> _Directions_
(a) Reproduce the part of the episode recap starting at "After a commercial, we're" and ending at "already fallen apart.", word for word.
(b) Write what comes next in the TV episode recap about Holmes and Watson, picking up after its last sentence.

> _Text shown_
Holmes: "Sometimes I hate it when I'm right."
After a commercial, we're in an interrogation room. Dr. Mantlo protests, "For the last time, I loved my wife." Is that really the last time he'll ever say that? Seems a little harsh. He claims he didn't even know there was a safe room, which sounds sketchy. His wife oversaw the construction, but you'd think she'd tell him about it. The button that opened the door was right next to the bed! What was going to happen if she used it? "Hi, honey. There are burglars in the home. Oh, and I'm in a secret room I never told you about." I think his story has already fallen apart.
Holmes-Watson. Holmes is Holmesing: "I don't guess. I observe. And once I observe, I deduce." That's what he says, anyway. He elaborates, saying that knew she was a surgeon because she had one soft hand that smelled of beeswax. Surgeons wash their hands with beeswax, you know. That's a ridiculous stretch, but it's also the kind of stretch that Doyle's Sherlock would use all the time, so I approve of it. And he figures she stopped being a doctor because she had someone close to her with addiction. Watson asks, "How did you know my father had an affair?" Holmes: "Google. Not everything is deducible."

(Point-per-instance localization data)
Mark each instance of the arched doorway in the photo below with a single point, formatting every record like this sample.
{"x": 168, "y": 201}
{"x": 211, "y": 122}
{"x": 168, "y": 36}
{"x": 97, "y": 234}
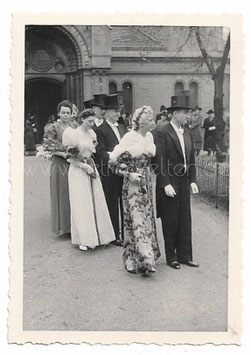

> _Expected outputs_
(a)
After a commercial, we're in an interrogation room. Dr. Mantlo protests, "For the last time, I loved my wife." Is that really the last time he'll ever say that? Seems a little harsh. He claims he didn't even know there was a safe room, which sounds sketchy. His wife oversaw the construction, but you'd think she'd tell him about it. The button that opened the door was right next to the bed! What was going to happen if she used it? "Hi, honey. There are burglars in the home. Oh, and I'm in a secret room I never told you about." I think his story has already fallen apart.

(b)
Okay. Remember that line.
Holmes tells Gregson that Dr. Mantlo didn't kill his wife. His feet are too small to make the boot print and his hands are too small to make the bruises on Amy's neck. Watson reluctantly confirms this. The New York Police Departmnet should consider getting themselves a medical examiner in case every murder doesn't involve a consulting detective whose minder happens to have a medical background. Holmes goes into the interrogation chamber and demands to know the tall men in Dr. Mantlo's life.
Elsewhere, Holmes talks to a man (who is not all that tall) who denies having made a pass at Amy. He says he has pictures of her from before her plastic surgery. Holmes and Watson silently note his shoe size from a convenient shoebox. And what about the stalking charge against this guy? He says that a neighbor overreacted. Watson asks where he was last night, which gets a sideways look from Holmes. He was at home. Nice alibi! And we're firmly in the "Law & Order" format of having a number of random scenes of the heroes interrogating passersby.